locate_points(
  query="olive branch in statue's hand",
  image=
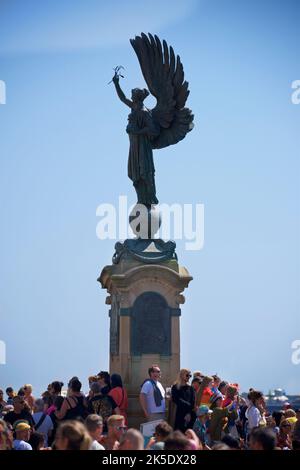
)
(117, 74)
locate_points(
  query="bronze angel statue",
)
(164, 125)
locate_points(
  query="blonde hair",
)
(28, 387)
(76, 434)
(181, 374)
(113, 419)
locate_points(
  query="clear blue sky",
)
(63, 151)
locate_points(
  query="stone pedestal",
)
(145, 285)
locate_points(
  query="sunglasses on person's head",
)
(121, 428)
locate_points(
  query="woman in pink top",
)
(28, 397)
(119, 395)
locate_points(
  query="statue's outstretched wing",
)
(165, 79)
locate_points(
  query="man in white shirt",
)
(152, 396)
(42, 422)
(22, 430)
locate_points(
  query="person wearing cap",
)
(22, 430)
(220, 417)
(200, 426)
(19, 412)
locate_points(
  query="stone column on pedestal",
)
(145, 285)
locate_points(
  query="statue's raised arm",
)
(164, 76)
(120, 92)
(166, 124)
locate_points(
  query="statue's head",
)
(138, 94)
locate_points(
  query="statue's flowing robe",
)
(140, 161)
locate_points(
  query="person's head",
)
(285, 427)
(10, 392)
(116, 426)
(270, 421)
(138, 95)
(183, 377)
(216, 400)
(48, 399)
(198, 374)
(207, 381)
(27, 389)
(222, 387)
(75, 386)
(22, 430)
(104, 379)
(256, 397)
(116, 381)
(94, 425)
(5, 436)
(36, 440)
(58, 401)
(96, 388)
(92, 379)
(203, 413)
(262, 439)
(72, 435)
(231, 392)
(277, 415)
(232, 442)
(21, 392)
(18, 403)
(217, 380)
(162, 431)
(220, 446)
(131, 440)
(56, 387)
(154, 372)
(290, 413)
(196, 382)
(177, 441)
(39, 405)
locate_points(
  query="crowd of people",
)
(198, 412)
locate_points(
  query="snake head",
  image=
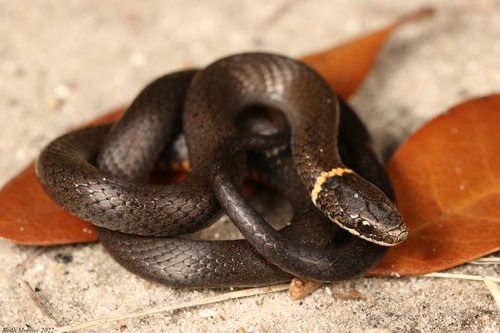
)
(359, 207)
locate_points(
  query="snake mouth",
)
(391, 238)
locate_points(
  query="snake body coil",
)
(112, 198)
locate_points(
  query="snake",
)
(206, 102)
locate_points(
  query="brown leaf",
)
(345, 67)
(446, 178)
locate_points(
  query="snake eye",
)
(365, 227)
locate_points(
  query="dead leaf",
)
(446, 178)
(345, 67)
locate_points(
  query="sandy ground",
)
(66, 62)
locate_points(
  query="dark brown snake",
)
(209, 101)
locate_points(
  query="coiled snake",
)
(207, 102)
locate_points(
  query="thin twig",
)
(31, 293)
(462, 277)
(495, 291)
(215, 299)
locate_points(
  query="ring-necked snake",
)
(214, 97)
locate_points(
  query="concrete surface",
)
(65, 62)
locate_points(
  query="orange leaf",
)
(34, 206)
(346, 66)
(446, 178)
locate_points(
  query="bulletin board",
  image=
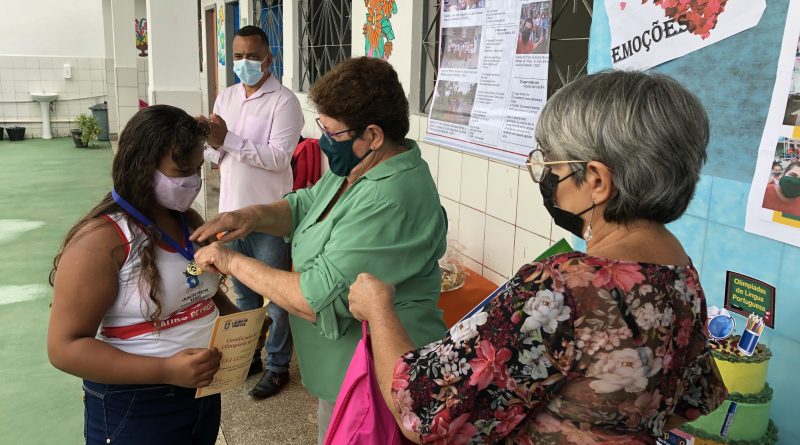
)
(734, 80)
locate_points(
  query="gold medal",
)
(193, 269)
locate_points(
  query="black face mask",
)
(564, 219)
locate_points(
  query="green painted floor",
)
(45, 186)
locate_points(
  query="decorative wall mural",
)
(141, 36)
(378, 31)
(221, 36)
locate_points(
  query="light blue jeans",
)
(274, 252)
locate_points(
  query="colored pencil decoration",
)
(752, 333)
(728, 419)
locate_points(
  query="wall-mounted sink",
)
(44, 97)
(44, 100)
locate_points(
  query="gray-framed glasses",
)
(327, 134)
(538, 167)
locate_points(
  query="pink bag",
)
(361, 416)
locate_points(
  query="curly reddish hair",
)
(363, 91)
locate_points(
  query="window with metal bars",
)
(569, 42)
(325, 37)
(268, 15)
(429, 52)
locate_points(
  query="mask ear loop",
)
(587, 235)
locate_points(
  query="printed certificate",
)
(236, 337)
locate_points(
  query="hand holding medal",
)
(215, 257)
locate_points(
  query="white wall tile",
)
(84, 63)
(558, 233)
(430, 153)
(493, 276)
(531, 214)
(413, 130)
(449, 176)
(128, 96)
(73, 87)
(472, 265)
(6, 73)
(453, 211)
(23, 112)
(527, 246)
(127, 77)
(501, 196)
(471, 231)
(498, 246)
(125, 114)
(98, 88)
(85, 87)
(474, 172)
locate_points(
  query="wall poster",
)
(773, 207)
(492, 81)
(647, 33)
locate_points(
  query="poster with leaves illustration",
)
(378, 30)
(646, 33)
(141, 36)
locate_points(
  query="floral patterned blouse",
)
(576, 350)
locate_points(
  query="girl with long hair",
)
(131, 315)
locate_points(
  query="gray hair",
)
(647, 128)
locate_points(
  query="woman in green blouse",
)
(376, 210)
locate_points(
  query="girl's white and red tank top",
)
(187, 310)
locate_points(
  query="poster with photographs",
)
(492, 80)
(773, 207)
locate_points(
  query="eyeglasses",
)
(327, 134)
(538, 167)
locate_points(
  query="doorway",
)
(211, 57)
(231, 28)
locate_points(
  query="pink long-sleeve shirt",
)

***

> Written instruction
Apart from the pictures, the entries above are to be repeated in full and exactly.

> Full answer
locate_points(
  query="olive branch in statue's hand",
  image=
)
(117, 74)
locate_points(
  query="bronze angel statue",
)
(164, 125)
locate_points(
  query="blonde hair",
)
(28, 387)
(76, 434)
(181, 374)
(113, 419)
locate_points(
  query="clear blue sky",
)
(63, 151)
locate_points(
  query="stone pedestal",
)
(145, 285)
locate_points(
  query="sunglasses on person's head",
)
(121, 428)
locate_points(
  query="woman in pink top",
)
(28, 397)
(119, 395)
locate_points(
  query="statue's outstretched wing",
)
(165, 79)
locate_points(
  query="man in white shirt",
)
(152, 396)
(42, 422)
(22, 430)
locate_points(
  query="person wearing cap",
)
(22, 430)
(220, 417)
(200, 426)
(19, 412)
locate_points(
  query="stone column on pedestal",
)
(145, 285)
locate_points(
  query="statue's raised arm",
)
(164, 76)
(120, 92)
(166, 124)
locate_points(
  query="statue's head",
)
(138, 94)
locate_points(
  query="statue's flowing robe",
)
(140, 161)
locate_points(
  query="person's head",
)
(285, 427)
(10, 392)
(116, 426)
(270, 421)
(138, 95)
(183, 377)
(216, 400)
(48, 399)
(198, 374)
(207, 381)
(27, 389)
(222, 387)
(75, 386)
(22, 430)
(104, 379)
(256, 397)
(116, 381)
(94, 425)
(5, 436)
(36, 440)
(58, 401)
(96, 388)
(92, 379)
(203, 413)
(262, 439)
(72, 435)
(231, 392)
(277, 415)
(232, 442)
(21, 392)
(18, 403)
(217, 380)
(162, 431)
(220, 446)
(131, 440)
(56, 387)
(154, 372)
(290, 413)
(196, 382)
(177, 441)
(39, 405)
locate_points(
  query="crowd of people",
)
(198, 412)
locate_points(
  query="snake head",
  image=
)
(359, 207)
locate_points(
  query="snake mouth",
)
(391, 238)
locate_points(
  query="snake body coil",
)
(112, 198)
locate_points(
  query="snake",
)
(206, 102)
locate_points(
  query="brown leaf",
)
(345, 67)
(446, 178)
locate_points(
  query="snake eye",
)
(365, 227)
locate_points(
  query="dead leaf",
)
(446, 178)
(345, 67)
locate_points(
  query="sandy ground",
)
(66, 62)
locate_points(
  query="dark brown snake",
)
(209, 101)
locate_points(
  query="coiled snake",
)
(207, 102)
locate_points(
  query="thin twig",
)
(31, 293)
(462, 277)
(495, 291)
(215, 299)
locate_points(
  query="ring-necked snake",
)
(214, 97)
locate_points(
  query="concrete surface",
)
(65, 62)
locate_points(
  query="orange leaf",
)
(34, 206)
(346, 66)
(446, 178)
locate_points(
  query="bulletin board",
  image=
)
(734, 80)
locate_points(
  query="gold medal",
)
(193, 269)
locate_points(
  query="black face mask",
)
(564, 219)
locate_points(
  query="green painted floor",
)
(45, 186)
locate_points(
  query="decorative wall mural",
)
(141, 36)
(378, 31)
(221, 36)
locate_points(
  query="light blue jeans",
)
(274, 252)
locate_points(
  query="colored pencil decoration",
)
(752, 333)
(728, 419)
locate_points(
  query="wall-mounted sink",
)
(44, 97)
(44, 100)
locate_points(
  query="gray-framed glasses",
)
(327, 134)
(538, 167)
locate_points(
  query="pink bag",
)
(361, 416)
locate_points(
  query="curly reddish hair",
)
(363, 91)
locate_points(
  query="window with metal bars",
)
(569, 42)
(325, 37)
(268, 15)
(429, 52)
locate_points(
  query="mask ear loop",
)
(587, 235)
locate_points(
  query="printed certificate",
)
(236, 337)
locate_points(
  query="hand holding medal",
)
(215, 257)
locate_points(
  query="white wall tile",
)
(84, 63)
(558, 233)
(430, 153)
(493, 276)
(531, 214)
(413, 130)
(449, 176)
(128, 96)
(73, 87)
(472, 265)
(6, 73)
(453, 211)
(23, 112)
(527, 246)
(127, 77)
(501, 196)
(471, 231)
(498, 246)
(125, 114)
(98, 88)
(85, 87)
(474, 172)
locate_points(
  query="wall poster",
)
(773, 207)
(492, 81)
(647, 33)
locate_points(
  query="poster with leaves illustration",
)
(378, 30)
(646, 33)
(141, 36)
locate_points(
  query="floral patterned blouse",
)
(576, 350)
locate_points(
  query="girl with long hair",
)
(131, 315)
locate_points(
  query="gray hair",
)
(647, 128)
locate_points(
  query="woman in green blouse",
)
(376, 210)
locate_points(
  query="girl's white and red tank top",
)
(187, 310)
locate_points(
  query="poster with photographs",
)
(492, 80)
(773, 207)
locate_points(
  query="eyeglasses",
)
(327, 134)
(538, 167)
locate_points(
  query="doorway",
)
(211, 57)
(231, 28)
locate_points(
  query="pink long-sleeve shirt",
)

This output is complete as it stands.